## YOUR GOAL:
Below are the records; copy out every line that holds the word "archway".

┄┄┄┄┄┄┄┄┄┄┄┄┄┄┄┄┄┄┄┄

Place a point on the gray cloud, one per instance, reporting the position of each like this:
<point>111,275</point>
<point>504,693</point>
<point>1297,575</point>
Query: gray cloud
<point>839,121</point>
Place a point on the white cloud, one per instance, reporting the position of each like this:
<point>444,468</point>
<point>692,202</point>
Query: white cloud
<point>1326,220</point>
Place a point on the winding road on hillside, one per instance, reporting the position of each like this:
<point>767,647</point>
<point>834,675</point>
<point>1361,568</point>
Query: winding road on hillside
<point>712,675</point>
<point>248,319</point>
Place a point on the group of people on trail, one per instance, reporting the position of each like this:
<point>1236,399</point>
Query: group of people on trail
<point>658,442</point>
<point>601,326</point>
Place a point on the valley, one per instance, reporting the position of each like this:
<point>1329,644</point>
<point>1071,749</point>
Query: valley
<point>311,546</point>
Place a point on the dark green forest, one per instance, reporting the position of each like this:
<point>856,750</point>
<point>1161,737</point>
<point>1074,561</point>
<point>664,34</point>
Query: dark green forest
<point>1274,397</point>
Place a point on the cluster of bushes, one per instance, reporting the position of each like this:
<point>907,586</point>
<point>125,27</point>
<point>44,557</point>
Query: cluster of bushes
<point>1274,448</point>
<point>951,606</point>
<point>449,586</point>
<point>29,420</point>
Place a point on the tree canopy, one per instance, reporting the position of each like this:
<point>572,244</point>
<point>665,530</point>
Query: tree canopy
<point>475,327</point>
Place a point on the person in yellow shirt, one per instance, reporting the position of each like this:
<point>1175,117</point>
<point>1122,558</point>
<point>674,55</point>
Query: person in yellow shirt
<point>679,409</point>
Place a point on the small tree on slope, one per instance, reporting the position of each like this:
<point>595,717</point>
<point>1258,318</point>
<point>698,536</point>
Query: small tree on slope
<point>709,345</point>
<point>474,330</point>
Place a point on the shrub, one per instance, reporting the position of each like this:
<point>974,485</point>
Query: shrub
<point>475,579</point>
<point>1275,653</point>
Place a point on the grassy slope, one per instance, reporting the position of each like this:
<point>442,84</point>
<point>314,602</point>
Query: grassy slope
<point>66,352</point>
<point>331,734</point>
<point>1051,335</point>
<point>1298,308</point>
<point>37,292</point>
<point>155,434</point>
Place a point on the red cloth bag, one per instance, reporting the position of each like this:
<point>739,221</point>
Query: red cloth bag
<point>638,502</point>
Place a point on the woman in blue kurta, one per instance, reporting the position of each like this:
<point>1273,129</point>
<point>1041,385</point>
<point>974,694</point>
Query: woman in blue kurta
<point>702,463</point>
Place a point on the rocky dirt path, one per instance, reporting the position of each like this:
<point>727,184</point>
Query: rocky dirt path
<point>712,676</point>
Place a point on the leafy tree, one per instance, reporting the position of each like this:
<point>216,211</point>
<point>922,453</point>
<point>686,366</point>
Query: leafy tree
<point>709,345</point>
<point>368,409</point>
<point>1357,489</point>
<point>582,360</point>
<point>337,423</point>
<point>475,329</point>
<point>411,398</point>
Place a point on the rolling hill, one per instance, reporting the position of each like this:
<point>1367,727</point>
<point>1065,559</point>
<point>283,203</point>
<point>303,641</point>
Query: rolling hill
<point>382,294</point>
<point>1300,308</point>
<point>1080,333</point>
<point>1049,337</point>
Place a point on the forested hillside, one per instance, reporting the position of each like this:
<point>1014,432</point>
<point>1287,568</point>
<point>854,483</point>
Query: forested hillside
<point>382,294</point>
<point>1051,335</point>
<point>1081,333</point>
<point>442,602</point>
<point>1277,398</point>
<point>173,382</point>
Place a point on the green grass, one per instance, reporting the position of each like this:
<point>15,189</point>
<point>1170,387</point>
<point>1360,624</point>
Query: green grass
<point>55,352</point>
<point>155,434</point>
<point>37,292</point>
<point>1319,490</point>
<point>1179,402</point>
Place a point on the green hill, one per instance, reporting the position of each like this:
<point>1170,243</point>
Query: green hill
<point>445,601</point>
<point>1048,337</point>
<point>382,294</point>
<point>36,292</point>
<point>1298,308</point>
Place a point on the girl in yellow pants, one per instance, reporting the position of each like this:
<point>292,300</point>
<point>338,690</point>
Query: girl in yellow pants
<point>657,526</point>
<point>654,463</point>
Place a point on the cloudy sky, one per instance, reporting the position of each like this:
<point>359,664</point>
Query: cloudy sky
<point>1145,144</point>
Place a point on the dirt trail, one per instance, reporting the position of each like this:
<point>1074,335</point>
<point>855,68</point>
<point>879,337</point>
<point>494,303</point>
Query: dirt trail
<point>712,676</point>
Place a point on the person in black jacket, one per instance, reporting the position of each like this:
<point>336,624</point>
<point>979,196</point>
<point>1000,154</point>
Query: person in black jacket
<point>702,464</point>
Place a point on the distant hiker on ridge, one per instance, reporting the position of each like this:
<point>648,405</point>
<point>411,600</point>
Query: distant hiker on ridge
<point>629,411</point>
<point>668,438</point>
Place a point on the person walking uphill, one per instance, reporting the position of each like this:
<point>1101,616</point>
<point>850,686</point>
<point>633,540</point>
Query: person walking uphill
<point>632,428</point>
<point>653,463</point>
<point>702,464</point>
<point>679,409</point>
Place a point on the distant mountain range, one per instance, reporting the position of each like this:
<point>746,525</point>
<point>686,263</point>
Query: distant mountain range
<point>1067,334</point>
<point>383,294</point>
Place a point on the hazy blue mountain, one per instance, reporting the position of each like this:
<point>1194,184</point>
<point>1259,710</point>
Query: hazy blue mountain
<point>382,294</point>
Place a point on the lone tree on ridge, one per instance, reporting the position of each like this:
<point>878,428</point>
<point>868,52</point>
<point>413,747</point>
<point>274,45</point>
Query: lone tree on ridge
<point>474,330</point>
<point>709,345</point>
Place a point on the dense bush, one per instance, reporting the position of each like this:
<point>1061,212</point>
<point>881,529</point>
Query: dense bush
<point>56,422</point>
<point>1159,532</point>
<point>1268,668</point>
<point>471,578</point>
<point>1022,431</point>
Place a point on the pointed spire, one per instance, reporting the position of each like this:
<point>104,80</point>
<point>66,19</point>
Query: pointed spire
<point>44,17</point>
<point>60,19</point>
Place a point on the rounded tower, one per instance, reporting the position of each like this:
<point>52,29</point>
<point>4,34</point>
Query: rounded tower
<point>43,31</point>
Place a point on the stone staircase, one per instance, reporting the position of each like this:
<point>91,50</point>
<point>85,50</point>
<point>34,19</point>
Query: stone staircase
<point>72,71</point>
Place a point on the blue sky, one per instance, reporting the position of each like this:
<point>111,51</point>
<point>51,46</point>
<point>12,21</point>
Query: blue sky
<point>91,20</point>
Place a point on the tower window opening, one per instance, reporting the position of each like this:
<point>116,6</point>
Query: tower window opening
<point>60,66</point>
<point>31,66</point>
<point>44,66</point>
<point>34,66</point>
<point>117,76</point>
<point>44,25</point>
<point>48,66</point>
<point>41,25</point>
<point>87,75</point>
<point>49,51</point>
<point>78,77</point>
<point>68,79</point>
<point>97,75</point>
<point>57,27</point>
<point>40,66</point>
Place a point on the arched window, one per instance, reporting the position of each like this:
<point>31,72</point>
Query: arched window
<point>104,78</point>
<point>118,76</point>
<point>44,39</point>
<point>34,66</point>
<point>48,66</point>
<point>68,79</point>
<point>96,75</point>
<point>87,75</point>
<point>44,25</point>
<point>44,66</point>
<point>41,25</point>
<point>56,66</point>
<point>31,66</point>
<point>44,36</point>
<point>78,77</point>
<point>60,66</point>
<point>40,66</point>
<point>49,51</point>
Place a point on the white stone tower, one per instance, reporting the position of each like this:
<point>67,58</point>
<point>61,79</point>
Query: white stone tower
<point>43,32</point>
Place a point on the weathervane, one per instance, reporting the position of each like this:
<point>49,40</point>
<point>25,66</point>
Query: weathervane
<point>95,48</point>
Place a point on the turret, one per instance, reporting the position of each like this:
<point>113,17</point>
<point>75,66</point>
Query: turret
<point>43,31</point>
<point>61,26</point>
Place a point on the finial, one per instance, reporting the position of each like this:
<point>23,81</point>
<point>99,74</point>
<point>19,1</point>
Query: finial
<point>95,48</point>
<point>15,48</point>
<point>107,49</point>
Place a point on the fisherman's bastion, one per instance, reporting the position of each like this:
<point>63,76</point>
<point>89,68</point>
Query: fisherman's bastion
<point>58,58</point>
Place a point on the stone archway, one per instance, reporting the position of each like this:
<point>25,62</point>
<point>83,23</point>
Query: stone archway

┄┄┄┄┄┄┄┄┄┄┄┄┄┄┄┄┄┄┄┄

## EXERCISE ANSWER:
Place a point on the stone archway, one per instance, reporting the position of each like this:
Query: stone archway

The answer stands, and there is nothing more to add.